━━━━━ Data extract
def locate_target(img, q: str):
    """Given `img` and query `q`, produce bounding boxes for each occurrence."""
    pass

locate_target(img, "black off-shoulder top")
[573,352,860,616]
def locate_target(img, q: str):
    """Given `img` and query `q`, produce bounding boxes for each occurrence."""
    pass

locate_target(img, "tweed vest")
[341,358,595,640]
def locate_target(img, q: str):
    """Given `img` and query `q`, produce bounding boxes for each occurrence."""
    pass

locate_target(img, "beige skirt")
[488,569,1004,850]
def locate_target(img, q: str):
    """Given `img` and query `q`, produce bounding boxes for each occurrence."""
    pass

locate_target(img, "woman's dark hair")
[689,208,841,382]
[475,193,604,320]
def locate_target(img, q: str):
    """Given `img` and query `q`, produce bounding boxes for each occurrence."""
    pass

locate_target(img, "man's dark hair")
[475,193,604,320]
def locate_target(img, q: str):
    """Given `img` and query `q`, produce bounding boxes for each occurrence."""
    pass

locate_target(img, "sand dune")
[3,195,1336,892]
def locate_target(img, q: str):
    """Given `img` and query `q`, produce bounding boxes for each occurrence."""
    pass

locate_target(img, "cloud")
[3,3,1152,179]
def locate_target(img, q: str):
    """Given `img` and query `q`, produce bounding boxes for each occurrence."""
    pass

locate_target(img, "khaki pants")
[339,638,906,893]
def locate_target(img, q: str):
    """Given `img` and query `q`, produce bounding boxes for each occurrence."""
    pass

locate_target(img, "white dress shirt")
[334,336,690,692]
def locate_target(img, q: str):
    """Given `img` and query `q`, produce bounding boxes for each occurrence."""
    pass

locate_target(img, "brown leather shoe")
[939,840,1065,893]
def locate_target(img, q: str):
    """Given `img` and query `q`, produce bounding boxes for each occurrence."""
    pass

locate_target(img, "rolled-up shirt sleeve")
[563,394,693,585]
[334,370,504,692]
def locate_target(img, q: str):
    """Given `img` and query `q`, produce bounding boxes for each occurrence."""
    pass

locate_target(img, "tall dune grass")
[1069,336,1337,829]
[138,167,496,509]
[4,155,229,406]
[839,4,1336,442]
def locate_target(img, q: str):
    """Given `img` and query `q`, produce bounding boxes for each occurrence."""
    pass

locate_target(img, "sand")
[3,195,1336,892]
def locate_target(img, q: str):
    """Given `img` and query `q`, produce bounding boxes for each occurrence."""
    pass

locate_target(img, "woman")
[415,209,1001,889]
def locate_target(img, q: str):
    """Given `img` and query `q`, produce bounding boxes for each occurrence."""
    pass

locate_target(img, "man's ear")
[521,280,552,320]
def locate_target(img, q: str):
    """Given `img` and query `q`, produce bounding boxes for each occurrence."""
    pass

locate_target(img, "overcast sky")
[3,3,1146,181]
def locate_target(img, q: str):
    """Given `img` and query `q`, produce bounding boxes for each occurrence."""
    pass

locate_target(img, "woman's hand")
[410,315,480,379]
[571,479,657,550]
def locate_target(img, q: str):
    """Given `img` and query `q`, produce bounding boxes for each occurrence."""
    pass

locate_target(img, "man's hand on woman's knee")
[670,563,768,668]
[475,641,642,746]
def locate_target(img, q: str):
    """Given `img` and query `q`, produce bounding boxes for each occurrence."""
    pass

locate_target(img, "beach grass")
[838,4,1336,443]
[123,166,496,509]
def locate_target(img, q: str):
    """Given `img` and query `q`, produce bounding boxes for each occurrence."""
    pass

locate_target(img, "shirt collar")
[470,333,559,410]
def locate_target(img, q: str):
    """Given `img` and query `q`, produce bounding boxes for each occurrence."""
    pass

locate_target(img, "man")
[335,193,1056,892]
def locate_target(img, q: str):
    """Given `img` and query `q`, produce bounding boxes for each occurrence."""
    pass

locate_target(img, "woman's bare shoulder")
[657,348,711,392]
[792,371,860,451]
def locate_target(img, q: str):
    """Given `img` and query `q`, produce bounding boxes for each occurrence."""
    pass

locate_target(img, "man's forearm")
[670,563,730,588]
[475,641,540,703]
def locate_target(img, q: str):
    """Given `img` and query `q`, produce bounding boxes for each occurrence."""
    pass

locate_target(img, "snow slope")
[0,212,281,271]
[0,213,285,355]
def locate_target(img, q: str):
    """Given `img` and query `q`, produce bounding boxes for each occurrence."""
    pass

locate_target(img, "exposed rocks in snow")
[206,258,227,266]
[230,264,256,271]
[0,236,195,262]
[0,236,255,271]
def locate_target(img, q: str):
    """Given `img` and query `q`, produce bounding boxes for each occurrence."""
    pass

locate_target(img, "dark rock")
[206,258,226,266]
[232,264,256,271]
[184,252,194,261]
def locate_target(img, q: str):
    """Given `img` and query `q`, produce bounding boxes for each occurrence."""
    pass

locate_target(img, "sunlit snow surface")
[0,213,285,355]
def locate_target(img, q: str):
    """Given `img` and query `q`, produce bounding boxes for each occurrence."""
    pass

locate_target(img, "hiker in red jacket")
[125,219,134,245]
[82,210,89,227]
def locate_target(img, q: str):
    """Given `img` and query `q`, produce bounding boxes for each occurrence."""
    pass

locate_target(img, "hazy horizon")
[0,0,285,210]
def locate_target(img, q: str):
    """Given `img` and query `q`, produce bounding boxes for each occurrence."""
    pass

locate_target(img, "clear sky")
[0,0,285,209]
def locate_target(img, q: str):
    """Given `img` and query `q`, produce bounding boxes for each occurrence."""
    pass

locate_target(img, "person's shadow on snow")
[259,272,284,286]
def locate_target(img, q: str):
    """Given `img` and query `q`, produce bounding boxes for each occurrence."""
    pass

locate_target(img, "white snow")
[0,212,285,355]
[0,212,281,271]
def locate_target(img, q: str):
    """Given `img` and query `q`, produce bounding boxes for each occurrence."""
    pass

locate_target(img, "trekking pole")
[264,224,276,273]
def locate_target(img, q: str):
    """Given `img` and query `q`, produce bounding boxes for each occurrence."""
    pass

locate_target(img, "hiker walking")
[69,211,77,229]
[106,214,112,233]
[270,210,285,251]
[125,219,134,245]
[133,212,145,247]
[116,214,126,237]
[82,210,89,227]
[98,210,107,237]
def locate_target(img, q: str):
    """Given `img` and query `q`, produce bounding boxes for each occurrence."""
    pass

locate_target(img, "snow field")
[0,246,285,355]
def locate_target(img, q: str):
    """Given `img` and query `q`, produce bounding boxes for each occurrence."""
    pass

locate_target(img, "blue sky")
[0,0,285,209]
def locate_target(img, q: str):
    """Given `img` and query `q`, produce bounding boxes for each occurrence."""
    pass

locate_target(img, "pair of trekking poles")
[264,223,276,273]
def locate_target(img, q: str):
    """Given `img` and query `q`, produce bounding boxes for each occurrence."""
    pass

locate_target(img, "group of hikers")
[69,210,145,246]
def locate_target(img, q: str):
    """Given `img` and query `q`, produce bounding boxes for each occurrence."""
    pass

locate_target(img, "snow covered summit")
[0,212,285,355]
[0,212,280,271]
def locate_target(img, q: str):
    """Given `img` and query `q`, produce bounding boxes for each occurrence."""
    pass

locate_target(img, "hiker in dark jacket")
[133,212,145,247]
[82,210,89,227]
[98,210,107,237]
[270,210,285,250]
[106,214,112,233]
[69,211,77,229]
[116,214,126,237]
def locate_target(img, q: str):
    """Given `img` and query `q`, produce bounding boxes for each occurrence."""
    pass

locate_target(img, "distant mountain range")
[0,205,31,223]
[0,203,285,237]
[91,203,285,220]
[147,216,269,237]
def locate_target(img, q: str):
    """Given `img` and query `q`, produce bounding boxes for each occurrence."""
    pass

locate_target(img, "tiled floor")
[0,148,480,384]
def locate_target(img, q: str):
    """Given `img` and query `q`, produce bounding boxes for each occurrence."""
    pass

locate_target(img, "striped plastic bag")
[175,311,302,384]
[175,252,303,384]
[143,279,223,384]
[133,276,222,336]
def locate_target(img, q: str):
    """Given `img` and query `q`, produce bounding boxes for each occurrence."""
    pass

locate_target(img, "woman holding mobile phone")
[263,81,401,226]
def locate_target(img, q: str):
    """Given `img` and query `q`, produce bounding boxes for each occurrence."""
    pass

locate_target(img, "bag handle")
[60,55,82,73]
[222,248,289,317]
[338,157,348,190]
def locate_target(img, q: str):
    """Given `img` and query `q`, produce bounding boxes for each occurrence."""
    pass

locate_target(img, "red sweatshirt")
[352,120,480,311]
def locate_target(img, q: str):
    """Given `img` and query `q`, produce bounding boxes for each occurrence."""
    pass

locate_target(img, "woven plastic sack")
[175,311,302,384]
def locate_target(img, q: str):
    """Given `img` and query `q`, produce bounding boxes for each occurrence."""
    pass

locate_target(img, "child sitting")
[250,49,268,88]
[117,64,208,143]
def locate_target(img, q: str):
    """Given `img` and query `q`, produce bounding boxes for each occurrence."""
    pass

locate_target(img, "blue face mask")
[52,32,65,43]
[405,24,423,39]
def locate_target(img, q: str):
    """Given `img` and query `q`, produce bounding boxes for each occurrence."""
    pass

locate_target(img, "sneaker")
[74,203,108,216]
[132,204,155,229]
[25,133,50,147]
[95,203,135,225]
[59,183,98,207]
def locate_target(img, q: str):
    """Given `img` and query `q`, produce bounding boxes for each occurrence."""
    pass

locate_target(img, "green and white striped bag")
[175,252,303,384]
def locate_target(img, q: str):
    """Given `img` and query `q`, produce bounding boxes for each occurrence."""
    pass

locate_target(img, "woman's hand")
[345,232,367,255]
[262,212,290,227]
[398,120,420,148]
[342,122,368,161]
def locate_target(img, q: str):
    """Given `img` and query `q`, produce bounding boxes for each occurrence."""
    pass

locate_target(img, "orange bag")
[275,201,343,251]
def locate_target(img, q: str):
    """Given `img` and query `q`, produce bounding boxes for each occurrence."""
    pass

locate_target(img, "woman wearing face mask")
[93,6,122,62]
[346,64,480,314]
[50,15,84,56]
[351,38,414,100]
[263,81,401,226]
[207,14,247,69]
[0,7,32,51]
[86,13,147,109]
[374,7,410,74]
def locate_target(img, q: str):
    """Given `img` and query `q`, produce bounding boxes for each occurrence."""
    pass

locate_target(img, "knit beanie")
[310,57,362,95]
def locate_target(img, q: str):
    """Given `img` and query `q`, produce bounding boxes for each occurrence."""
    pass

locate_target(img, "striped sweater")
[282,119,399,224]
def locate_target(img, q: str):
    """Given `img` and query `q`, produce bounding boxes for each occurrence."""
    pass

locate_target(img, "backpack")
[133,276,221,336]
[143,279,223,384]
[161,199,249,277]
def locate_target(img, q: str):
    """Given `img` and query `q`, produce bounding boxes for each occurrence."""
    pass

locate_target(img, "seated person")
━━━━━━━━━━
→ **Brief**:
Starting at the beginning of the listing and ending at the line that contains "[341,358,595,640]", both ends included, rewrite every line, requests included, and scale each bounding-box coordinate in the answers by 2.15, rounding to whole numbers with halves rounded up. Give only those lines.

→ **Problem solution**:
def locate_target(img, q: str):
    """Given `img` and query `q`, produce bounding boxes for each occurrence."""
    pass

locate_target(img, "black off-shoulder top")
[1232,757,1849,1324]
def locate_target(img, q: str):
    """Given `img` and query `q`, produce bounding boxes for each occurrence."""
    pass

locate_target(img, "tweed vest")
[733,770,1279,1376]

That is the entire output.